Excerpt:
* Start *

Of course being one of the former means I get frustrated when I see a framework having being made up by creatives leaving my “square headed” brain to overheat. This is never more the case than when learning a language; the rules taught are never actual rules unless your mind can access that esoteric rationale that only polyglots have access to.

Being over-analytical I mentally try to explore those synapses linking all the obscure rules to somehow relieve my mind. Imagine that scene from A Beautiful Mind where the protagonist is madly mapping the positions of pigeons. (Here’s to hoping that my uni mates will someday, far in the future, give me their bic pens in recognition)

So for my first example we will begin with the V vs B debarcle of the Spanophones. To the Spanyard’s ear the two sounds are identical and they cannot detect even a hint of the difference yet they push on to have both in their alphabet. Causing much confusion during my first Spanish lesson. But to give Spanish it’s credit, its phonetics are at least inline with its spelling, with 25 phonemes vs 27 letters. Now bring in the Cyrillic alphabet. What letter makes a vvvv sound? The letter that looks like a B! Coincidence I think not. I think that it is clear that some dastardly Russian scribe infiltrated the Spanish courts to play havoc with their pronunciation.

Europe got its own back on Russia when the Germans popularised the Hamburger, knowing full well that without a H in the Cyrillic alphabet the Russians would struggle. But the cunning Russians had a plan, they would simply use the next letter in the alphabet, G, and the Gamborga was born. The Slavs didn’t like to keep things simple, so a capital ‘T’ lowercase partner is the curvy ‘m’, not to be confused with the ‘M’ whose lower case sidekick is just as angular.

* End *

Source material:
* Start *

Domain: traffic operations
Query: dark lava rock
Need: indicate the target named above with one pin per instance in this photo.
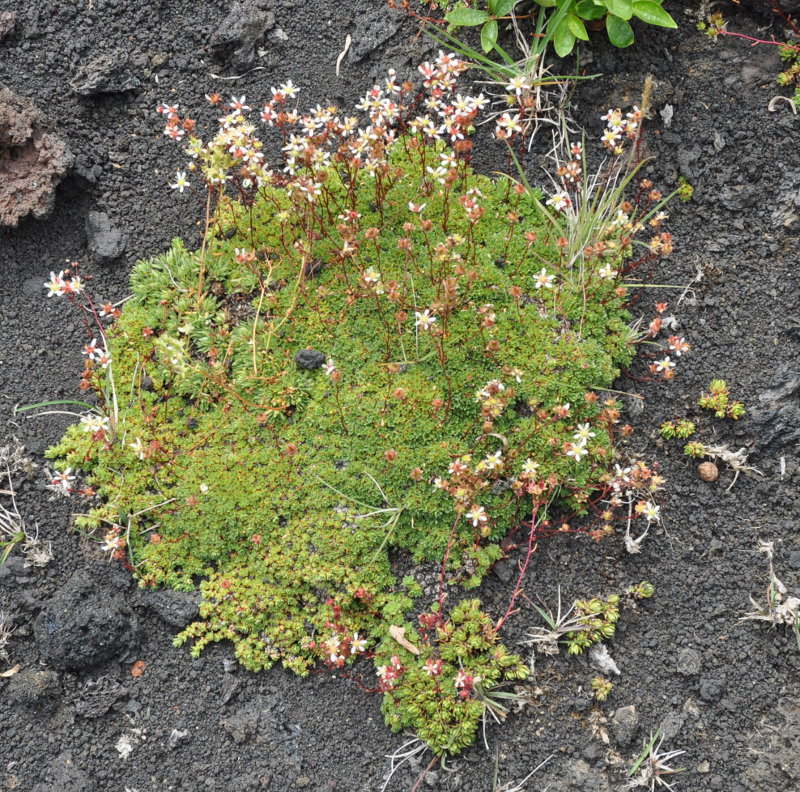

* End *

Exercise aim:
Continue the piece on the quirks of Spanish and Cyrillic letters from its last sentence.

Result below:
The battle for confusing alphabets raged on with the invention of the typewriter, it was then decided that letters would be made to look entirely different to their handwritten form. Little G was replaced with a pair of spectacles on its side: g, whilst little A was given a little quiff to make it look hip in front of all the indefinite nouns: a.

In many countries where the colonial power brought or imposed written text the current place names (in the Latin alphabet) are basically phonetic, on occasion the hired linguist would munch a word or two by accident (causing some white rhinos to be left in the system) but typically they pretty accurately mapped stuff out. Here in Fiji, the British officers bored with the drudgery of day-to-day life, decided that to spice up their lives they would systematically mash up the transliteration. On a darts board they switched the numbers for letters. The linguist would then drink 5 pints of grog, select a sound he had heard, throw the dart at the board and represent the sound with the letter it landed on. So Cuvu is pronounced Duvu, Beqa is pronounced Benga, Kadavu is pronounced Candavu. When it was time for ‘n’ he clearly just missed the board entirely and decided to not bother writing it into the words at all. Actually it was a disagreement between the Catholics, Methodists and Lutherans about how to write the bible in Pacific languages but that is less amusing and therefore less true.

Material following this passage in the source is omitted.